# WRITTEN EXERCISE A:
Collect every line of the entries below that contains the word "bushy", treating uppercase and lowercase letters as distinct.

# SELECTED EXCERPT:
----------------
I wish to begin by associating myself with some of the concerns raised by other Members, particularly my friend the hon. Member for Glenrothes (Peter Grant), who talked about the transfer of responsibility and scrutiny power away from Parliament and more towards the regulators and, in certain respects, as regards the repatriation of some of the regulations, to designated legislation committees.
I also associate myself with the concerns that have been voiced about the need to strengthen as an objective for the regulators the need for sustainable growth and to ensure that they are very much aligned with some of the Government’s expectations on net zero. I do not think that we have yet heard an explanation as to why that statutory objective cannot be placed on the regulators. I see it as working hand in hand with sustainable growth and competitiveness; they do not necessarily need to compete with each other.
----------------
# WRITTEN EXERCISE B:
Reproduce the stretch of the parliamentary speech above from "I also associate" through "with each other.".

Records pointing to named objects
----------------
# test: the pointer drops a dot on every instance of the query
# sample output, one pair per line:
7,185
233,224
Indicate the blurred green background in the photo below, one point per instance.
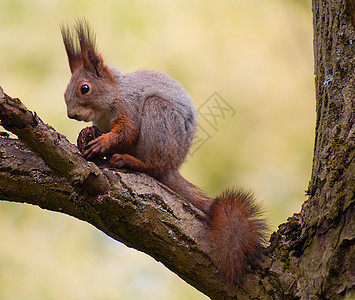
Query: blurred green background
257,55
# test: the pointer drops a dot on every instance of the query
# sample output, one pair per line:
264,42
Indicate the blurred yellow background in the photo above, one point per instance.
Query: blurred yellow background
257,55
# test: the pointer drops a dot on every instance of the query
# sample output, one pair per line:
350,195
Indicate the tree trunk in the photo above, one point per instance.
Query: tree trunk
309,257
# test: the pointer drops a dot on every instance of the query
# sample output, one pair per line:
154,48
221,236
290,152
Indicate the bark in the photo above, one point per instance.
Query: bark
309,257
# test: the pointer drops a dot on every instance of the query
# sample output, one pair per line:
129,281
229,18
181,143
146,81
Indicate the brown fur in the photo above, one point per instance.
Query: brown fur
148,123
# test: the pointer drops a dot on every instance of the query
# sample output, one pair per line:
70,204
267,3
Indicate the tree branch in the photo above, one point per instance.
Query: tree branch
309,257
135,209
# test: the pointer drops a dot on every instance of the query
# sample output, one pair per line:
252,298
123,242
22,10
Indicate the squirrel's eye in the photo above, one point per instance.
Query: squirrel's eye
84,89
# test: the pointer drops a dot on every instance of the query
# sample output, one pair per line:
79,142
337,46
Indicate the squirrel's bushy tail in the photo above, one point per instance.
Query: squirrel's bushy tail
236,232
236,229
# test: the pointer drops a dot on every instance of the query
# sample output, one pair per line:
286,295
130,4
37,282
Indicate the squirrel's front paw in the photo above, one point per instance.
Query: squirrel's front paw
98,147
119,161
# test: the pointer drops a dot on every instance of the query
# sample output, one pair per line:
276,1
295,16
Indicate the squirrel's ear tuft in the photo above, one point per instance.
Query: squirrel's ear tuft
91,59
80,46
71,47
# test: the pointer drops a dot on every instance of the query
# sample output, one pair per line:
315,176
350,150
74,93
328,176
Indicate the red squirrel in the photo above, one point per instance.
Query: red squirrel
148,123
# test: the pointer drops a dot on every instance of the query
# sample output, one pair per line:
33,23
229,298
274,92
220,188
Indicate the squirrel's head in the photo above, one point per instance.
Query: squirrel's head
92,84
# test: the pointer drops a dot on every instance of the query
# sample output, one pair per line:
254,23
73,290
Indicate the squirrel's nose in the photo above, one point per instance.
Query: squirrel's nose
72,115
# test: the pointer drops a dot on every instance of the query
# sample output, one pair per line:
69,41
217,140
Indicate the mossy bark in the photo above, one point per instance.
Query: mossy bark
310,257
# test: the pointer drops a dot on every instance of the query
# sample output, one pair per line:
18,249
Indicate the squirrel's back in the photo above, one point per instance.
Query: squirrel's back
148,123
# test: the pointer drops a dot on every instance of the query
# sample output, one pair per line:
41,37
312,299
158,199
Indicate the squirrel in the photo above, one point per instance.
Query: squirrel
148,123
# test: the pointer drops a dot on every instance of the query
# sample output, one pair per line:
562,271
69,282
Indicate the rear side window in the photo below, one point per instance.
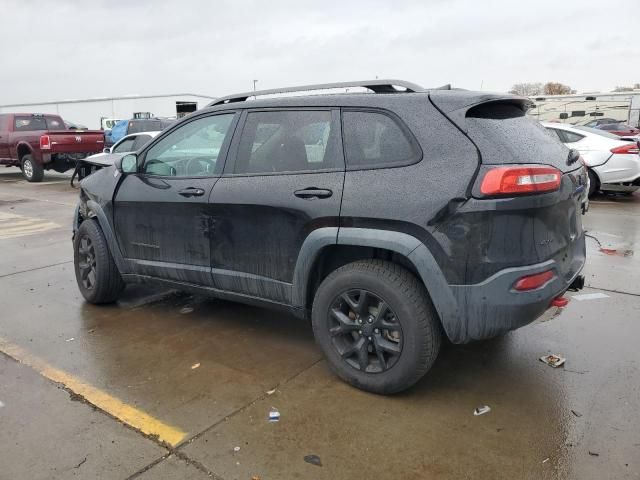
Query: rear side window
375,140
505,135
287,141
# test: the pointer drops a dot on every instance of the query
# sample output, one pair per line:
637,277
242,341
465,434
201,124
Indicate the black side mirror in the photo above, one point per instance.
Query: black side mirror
----------------
# REPLY A:
Indicate the squirrel's bushy tail in the photo above, one point per instance.
Query: squirrel's bushy tail

# REPLY B:
I also associate myself with the concerns that have been voiced about the need to strengthen as an objective for the regulators the need for sustainable growth and to ensure that they are very much aligned with some of the Government’s expectations on net zero. I do not think that we have yet heard an explanation as to why that statutory objective cannot be placed on the regulators. I see it as working hand in hand with sustainable growth and competitiveness; they do not necessarily need to compete with each other.